WORK INSTRUCTIONS: Copy the rows below word for word, from the line containing "Spot all occurrences of white sneaker." through the line containing "279 288 298 302", with both of those lines included.

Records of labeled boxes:
————————

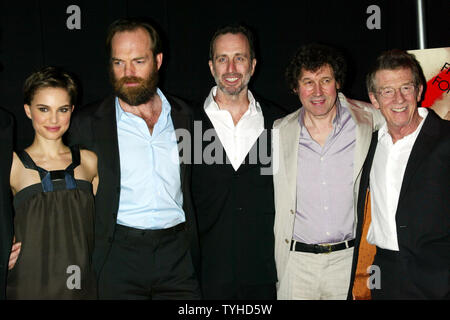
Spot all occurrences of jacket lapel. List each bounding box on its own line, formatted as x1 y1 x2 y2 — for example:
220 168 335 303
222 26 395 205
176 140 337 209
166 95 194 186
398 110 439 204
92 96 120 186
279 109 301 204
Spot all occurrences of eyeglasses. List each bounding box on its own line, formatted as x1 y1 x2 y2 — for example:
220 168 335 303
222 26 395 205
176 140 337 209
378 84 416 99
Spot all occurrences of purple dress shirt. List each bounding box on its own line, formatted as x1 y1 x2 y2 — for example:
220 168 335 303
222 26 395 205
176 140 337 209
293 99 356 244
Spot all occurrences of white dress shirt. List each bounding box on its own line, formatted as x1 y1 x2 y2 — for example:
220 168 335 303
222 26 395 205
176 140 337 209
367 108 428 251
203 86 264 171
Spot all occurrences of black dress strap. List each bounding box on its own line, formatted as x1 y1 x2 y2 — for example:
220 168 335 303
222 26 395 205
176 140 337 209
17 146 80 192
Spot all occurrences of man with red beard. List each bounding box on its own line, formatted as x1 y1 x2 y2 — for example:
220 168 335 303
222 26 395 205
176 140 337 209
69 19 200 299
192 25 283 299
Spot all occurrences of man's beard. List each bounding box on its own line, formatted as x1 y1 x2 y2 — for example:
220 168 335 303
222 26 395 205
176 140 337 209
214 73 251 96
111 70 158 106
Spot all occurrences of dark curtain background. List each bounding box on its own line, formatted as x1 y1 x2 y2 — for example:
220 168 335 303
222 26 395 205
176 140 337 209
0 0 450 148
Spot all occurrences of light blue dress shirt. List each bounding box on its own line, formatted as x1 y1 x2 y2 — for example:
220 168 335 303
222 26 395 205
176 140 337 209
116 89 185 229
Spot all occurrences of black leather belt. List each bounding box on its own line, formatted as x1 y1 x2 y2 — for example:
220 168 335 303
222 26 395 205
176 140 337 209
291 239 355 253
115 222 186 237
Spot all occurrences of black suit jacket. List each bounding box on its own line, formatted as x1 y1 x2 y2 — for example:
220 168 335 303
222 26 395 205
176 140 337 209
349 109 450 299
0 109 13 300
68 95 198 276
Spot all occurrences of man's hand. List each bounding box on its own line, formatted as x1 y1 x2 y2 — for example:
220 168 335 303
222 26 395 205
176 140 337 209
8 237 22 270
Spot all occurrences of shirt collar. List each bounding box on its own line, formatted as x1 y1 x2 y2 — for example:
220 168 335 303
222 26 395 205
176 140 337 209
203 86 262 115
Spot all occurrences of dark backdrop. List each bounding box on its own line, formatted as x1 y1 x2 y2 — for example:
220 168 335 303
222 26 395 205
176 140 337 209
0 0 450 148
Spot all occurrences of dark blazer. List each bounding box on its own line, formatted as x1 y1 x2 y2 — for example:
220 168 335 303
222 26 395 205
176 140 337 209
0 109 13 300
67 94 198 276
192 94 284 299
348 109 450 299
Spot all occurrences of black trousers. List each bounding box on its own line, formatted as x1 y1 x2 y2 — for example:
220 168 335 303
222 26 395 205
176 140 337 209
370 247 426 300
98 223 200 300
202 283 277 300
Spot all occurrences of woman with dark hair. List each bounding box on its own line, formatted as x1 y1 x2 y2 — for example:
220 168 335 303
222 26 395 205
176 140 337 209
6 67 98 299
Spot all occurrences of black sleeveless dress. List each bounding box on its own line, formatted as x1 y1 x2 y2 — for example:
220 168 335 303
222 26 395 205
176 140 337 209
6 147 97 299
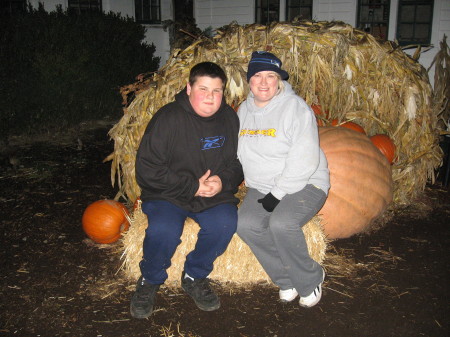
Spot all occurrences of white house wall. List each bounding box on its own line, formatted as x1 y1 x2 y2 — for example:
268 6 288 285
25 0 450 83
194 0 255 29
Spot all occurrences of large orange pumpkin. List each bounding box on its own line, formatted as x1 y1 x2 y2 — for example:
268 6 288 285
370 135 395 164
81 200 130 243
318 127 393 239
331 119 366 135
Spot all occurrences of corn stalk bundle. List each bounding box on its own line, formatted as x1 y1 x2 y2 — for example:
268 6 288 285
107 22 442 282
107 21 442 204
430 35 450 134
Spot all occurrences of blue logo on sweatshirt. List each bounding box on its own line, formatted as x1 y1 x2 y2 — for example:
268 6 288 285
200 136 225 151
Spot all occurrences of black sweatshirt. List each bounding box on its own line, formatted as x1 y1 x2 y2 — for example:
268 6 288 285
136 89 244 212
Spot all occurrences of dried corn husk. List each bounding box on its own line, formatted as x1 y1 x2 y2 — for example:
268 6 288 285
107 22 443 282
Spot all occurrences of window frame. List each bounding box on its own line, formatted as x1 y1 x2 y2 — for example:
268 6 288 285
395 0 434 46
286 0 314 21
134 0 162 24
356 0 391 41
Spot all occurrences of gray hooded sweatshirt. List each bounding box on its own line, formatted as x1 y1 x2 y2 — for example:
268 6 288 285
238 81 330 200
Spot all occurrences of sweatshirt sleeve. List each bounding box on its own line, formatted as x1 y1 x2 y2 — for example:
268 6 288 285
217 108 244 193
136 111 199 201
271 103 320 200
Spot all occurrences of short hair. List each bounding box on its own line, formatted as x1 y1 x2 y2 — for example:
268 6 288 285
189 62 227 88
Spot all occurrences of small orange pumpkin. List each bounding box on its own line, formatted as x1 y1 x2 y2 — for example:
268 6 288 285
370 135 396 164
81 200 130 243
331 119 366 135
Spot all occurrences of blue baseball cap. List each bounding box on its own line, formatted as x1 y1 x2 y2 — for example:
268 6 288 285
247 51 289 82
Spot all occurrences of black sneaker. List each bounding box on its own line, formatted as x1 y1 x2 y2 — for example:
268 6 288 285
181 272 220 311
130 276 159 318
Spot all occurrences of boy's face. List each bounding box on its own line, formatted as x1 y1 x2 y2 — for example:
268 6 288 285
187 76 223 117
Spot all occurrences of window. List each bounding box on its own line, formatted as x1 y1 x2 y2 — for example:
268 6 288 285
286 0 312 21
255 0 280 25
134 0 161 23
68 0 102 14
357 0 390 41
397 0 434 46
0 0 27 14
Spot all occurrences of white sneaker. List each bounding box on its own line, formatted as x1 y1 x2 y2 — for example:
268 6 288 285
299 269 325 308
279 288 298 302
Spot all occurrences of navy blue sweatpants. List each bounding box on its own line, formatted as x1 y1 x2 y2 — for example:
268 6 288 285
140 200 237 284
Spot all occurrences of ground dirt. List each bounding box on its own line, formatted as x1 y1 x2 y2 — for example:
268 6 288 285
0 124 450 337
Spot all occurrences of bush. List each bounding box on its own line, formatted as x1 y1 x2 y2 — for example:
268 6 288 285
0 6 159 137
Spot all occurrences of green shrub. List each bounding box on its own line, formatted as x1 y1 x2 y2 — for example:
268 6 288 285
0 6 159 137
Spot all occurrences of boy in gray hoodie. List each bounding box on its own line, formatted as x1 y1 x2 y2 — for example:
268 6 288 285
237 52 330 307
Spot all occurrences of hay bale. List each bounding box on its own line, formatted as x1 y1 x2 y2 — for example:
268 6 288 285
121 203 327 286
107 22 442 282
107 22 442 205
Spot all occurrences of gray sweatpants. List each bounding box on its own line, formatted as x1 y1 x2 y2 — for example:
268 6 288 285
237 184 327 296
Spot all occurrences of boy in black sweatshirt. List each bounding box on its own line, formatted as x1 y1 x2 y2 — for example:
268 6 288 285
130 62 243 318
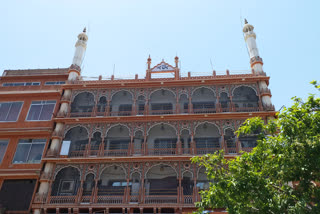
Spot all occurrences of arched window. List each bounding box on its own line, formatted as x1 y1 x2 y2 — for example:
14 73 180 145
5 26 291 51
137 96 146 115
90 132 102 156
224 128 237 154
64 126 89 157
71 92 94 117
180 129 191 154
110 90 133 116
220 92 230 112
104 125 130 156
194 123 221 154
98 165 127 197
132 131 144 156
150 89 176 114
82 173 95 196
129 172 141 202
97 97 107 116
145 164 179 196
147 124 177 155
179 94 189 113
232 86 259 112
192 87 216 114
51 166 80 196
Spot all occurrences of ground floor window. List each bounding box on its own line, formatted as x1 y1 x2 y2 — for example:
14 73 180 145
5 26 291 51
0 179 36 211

————————

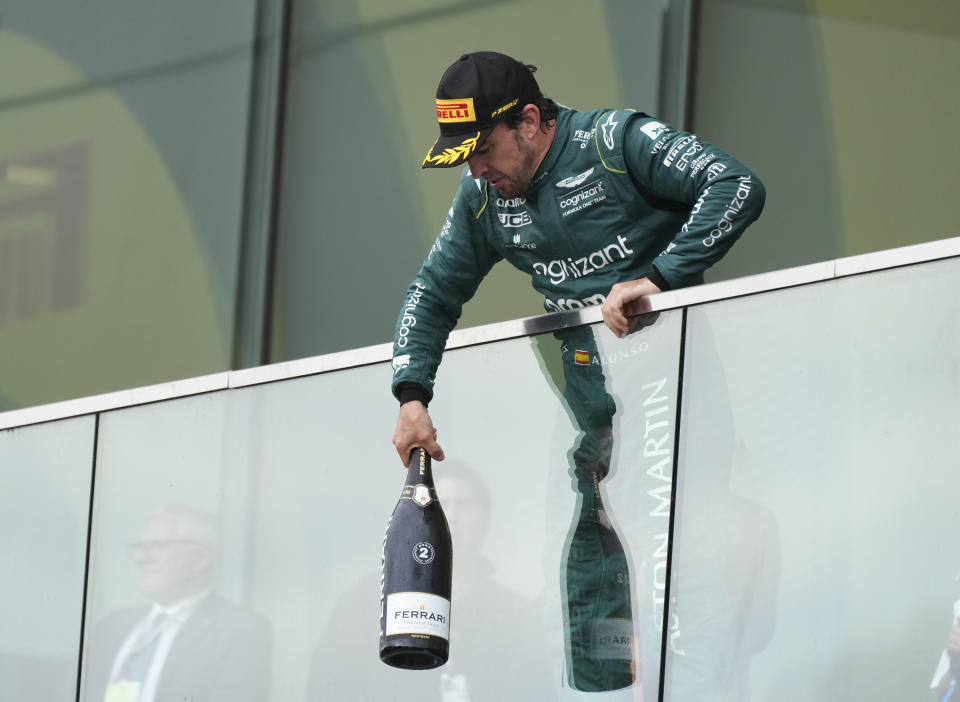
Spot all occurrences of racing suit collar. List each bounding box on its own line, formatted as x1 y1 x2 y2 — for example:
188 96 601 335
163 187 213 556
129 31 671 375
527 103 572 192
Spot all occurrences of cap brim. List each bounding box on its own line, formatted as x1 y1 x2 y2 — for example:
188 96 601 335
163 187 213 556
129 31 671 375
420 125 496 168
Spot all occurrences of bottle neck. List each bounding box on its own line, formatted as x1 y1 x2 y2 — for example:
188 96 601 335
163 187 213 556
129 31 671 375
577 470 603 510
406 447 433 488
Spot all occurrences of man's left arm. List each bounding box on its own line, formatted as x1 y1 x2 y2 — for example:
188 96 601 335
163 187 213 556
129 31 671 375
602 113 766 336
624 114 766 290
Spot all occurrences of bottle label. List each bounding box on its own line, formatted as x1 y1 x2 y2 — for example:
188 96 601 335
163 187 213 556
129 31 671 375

————————

FINISHED ANSWER:
Spot all occurrences of white sneaker. List each bounding box on its own line, formatted as x1 y1 x2 y2 — for example:
268 6 288 285
299 269 325 308
279 288 298 302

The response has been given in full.